THE EXERCISE
Show, copied in full, each line in the rows below that contains the word "bacon". Case counts, so match capitals and lowercase letters precisely.
— begin DATA FOR THE TASK —
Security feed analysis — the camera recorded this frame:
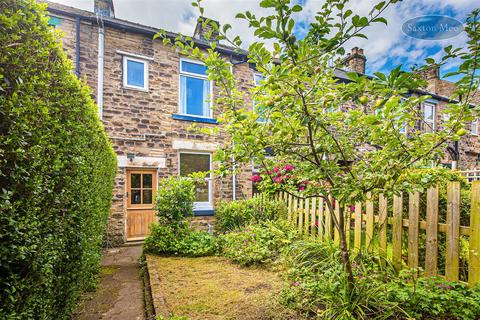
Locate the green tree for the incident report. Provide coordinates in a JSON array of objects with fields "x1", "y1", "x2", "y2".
[{"x1": 157, "y1": 0, "x2": 480, "y2": 288}]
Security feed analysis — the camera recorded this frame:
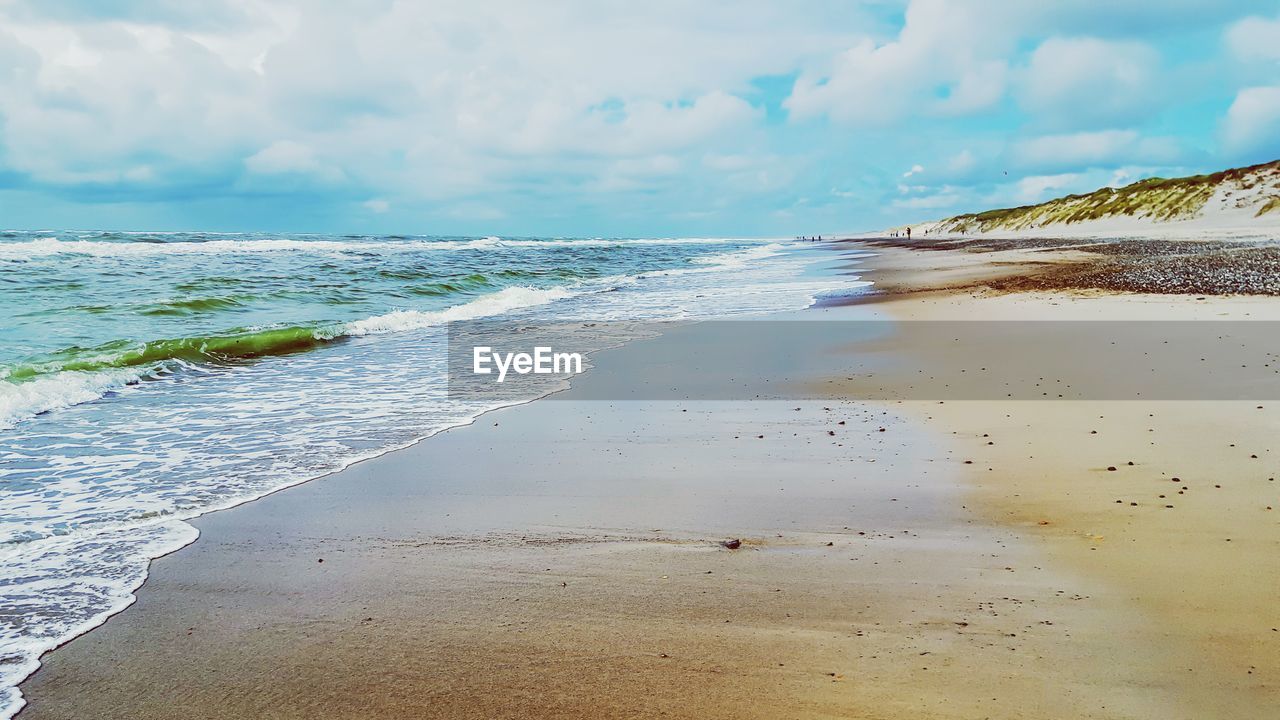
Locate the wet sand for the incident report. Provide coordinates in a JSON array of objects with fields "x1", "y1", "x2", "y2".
[{"x1": 12, "y1": 238, "x2": 1280, "y2": 719}]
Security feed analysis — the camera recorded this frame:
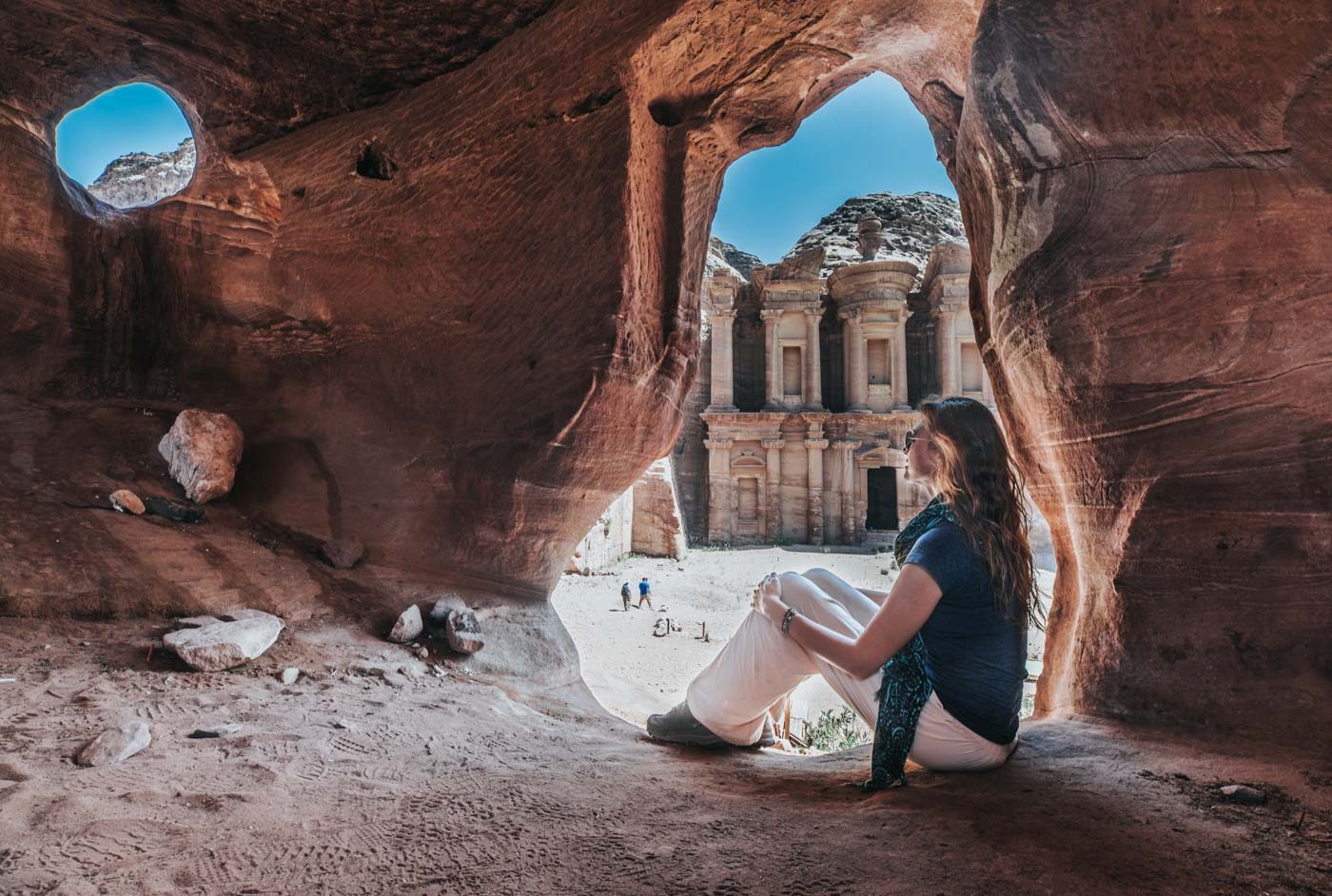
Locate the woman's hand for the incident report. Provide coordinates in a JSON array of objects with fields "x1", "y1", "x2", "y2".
[{"x1": 754, "y1": 573, "x2": 786, "y2": 626}]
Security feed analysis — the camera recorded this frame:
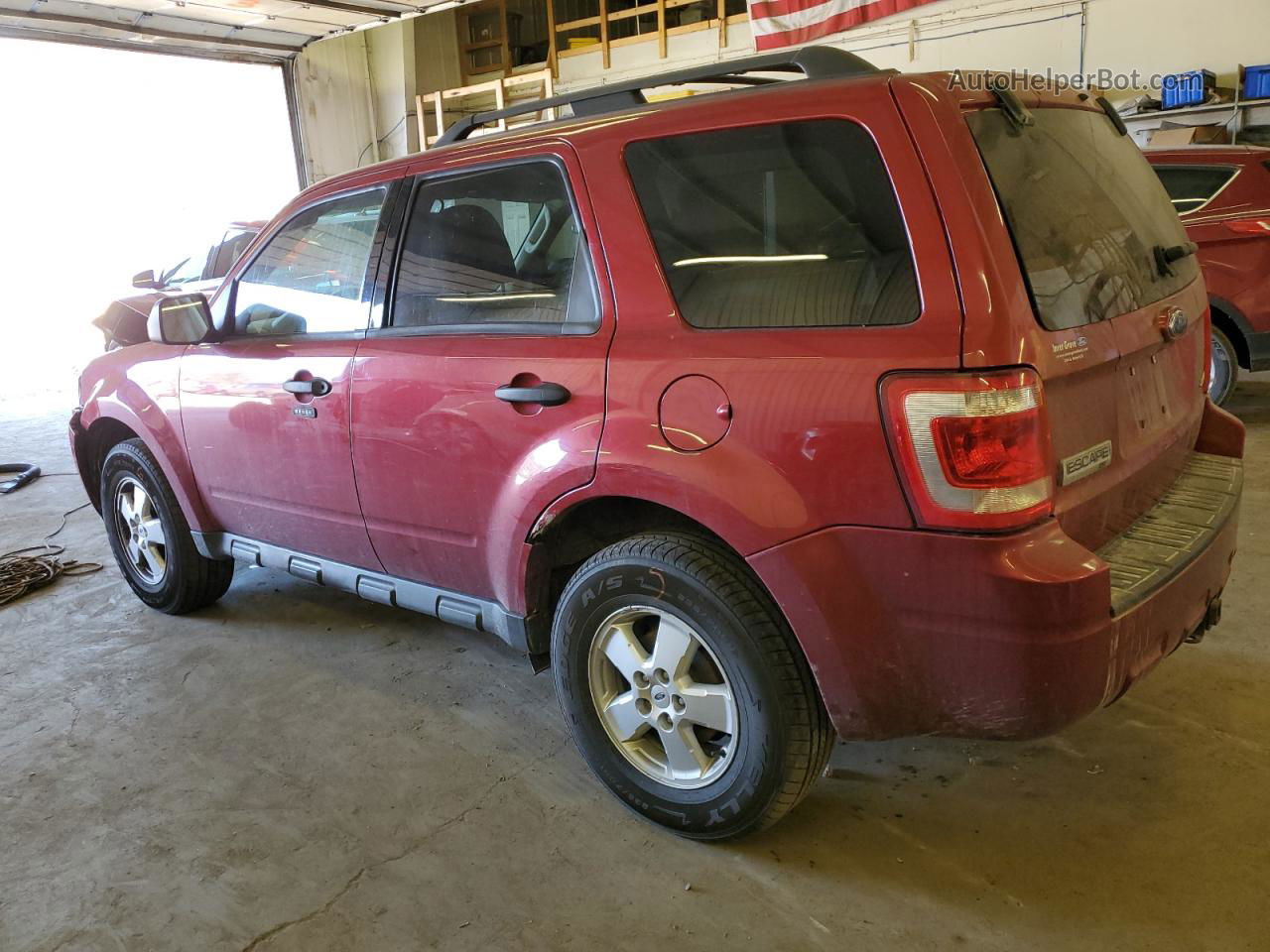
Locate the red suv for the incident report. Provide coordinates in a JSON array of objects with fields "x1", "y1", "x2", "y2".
[
  {"x1": 1147, "y1": 146, "x2": 1270, "y2": 404},
  {"x1": 71, "y1": 49, "x2": 1243, "y2": 839}
]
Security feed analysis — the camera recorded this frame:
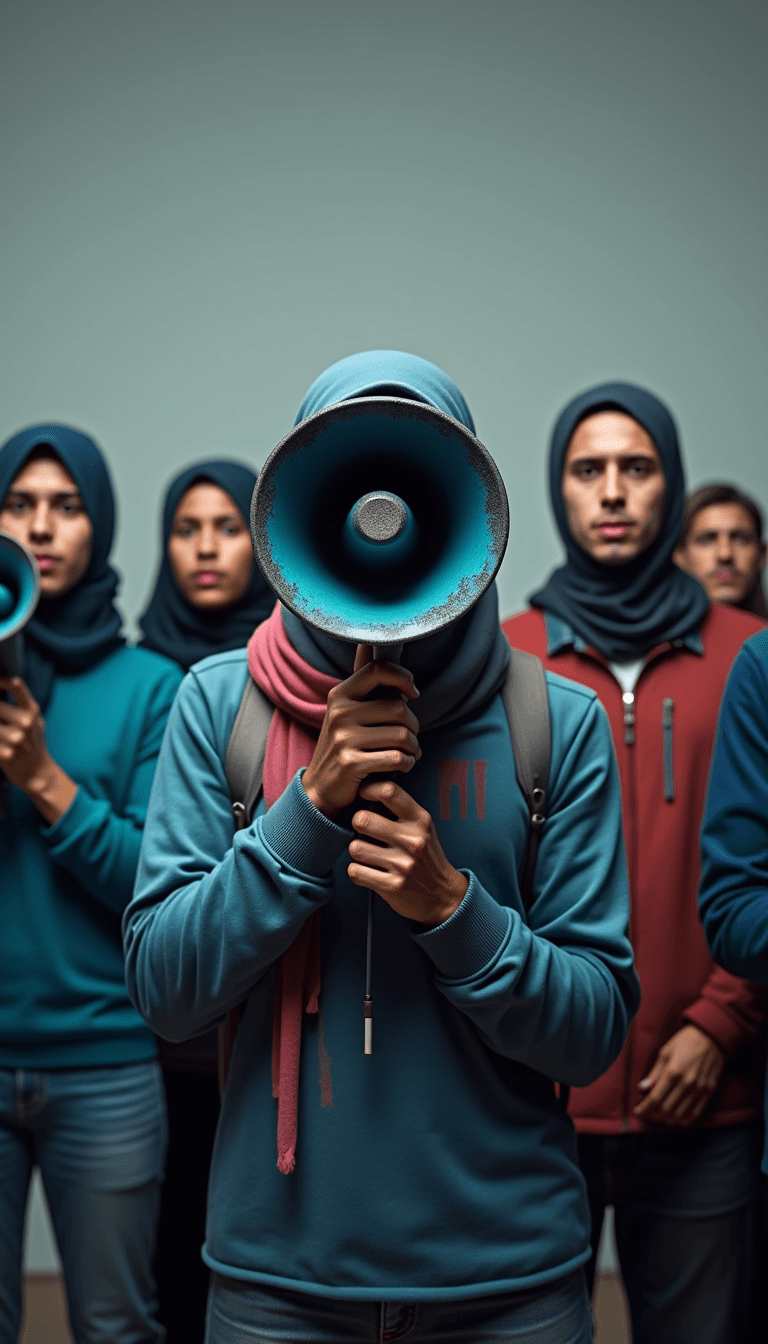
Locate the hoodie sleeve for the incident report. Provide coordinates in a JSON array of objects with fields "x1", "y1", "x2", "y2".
[
  {"x1": 413, "y1": 679, "x2": 640, "y2": 1086},
  {"x1": 122, "y1": 665, "x2": 351, "y2": 1040},
  {"x1": 40, "y1": 661, "x2": 182, "y2": 915},
  {"x1": 699, "y1": 634, "x2": 768, "y2": 985}
]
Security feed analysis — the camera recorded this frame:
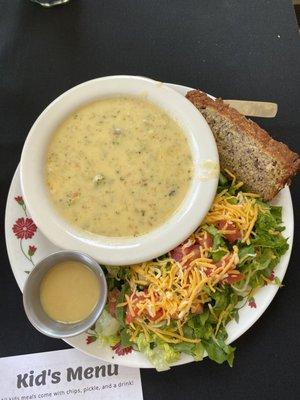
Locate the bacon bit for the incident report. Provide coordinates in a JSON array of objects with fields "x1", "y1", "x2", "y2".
[
  {"x1": 125, "y1": 289, "x2": 147, "y2": 325},
  {"x1": 215, "y1": 254, "x2": 232, "y2": 268},
  {"x1": 107, "y1": 288, "x2": 120, "y2": 318},
  {"x1": 85, "y1": 335, "x2": 97, "y2": 344},
  {"x1": 191, "y1": 303, "x2": 203, "y2": 314},
  {"x1": 248, "y1": 297, "x2": 256, "y2": 308},
  {"x1": 263, "y1": 271, "x2": 275, "y2": 286},
  {"x1": 197, "y1": 232, "x2": 214, "y2": 248},
  {"x1": 111, "y1": 342, "x2": 132, "y2": 356},
  {"x1": 170, "y1": 232, "x2": 213, "y2": 268},
  {"x1": 15, "y1": 196, "x2": 24, "y2": 206},
  {"x1": 148, "y1": 308, "x2": 164, "y2": 322},
  {"x1": 223, "y1": 272, "x2": 245, "y2": 285},
  {"x1": 170, "y1": 245, "x2": 183, "y2": 262},
  {"x1": 217, "y1": 221, "x2": 243, "y2": 244}
]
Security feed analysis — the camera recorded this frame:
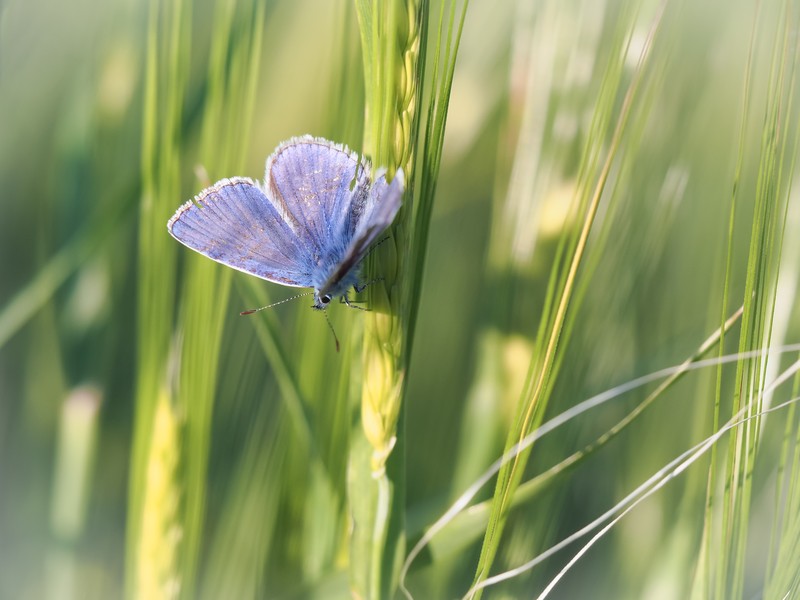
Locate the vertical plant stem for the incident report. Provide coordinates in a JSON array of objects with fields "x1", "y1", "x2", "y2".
[{"x1": 125, "y1": 0, "x2": 190, "y2": 598}]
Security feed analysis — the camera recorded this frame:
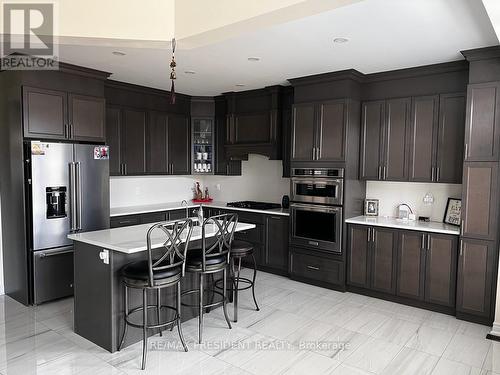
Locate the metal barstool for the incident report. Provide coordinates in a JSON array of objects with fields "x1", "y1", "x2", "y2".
[
  {"x1": 215, "y1": 240, "x2": 260, "y2": 322},
  {"x1": 182, "y1": 214, "x2": 238, "y2": 344},
  {"x1": 118, "y1": 219, "x2": 193, "y2": 370}
]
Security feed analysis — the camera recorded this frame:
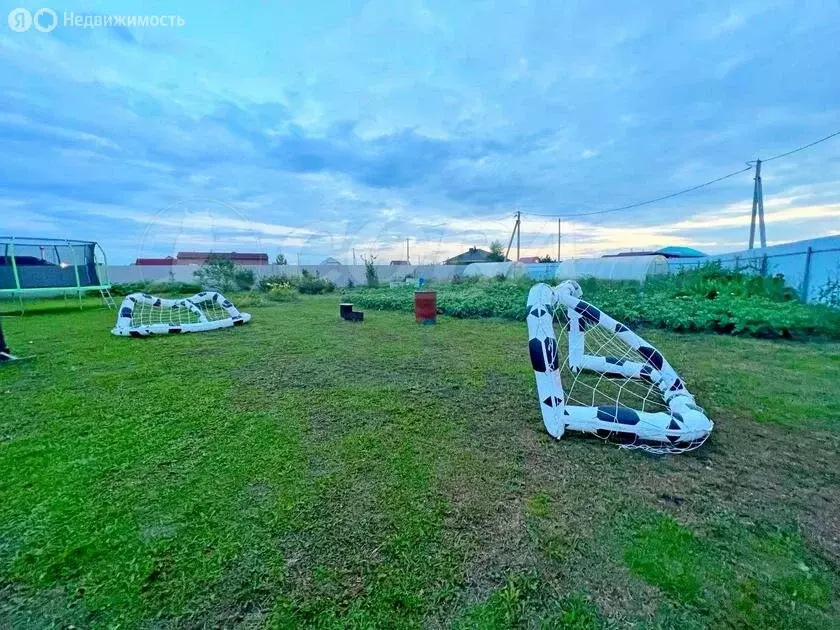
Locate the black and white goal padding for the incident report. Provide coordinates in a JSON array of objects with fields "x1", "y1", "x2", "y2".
— end DATA FOR THE TASK —
SOLUTION TO THE PROBLEM
Locate the bacon bit for the incident report. Provide coordinates in a JSON array of objects with fields "x1", "y1", "x2", "y2".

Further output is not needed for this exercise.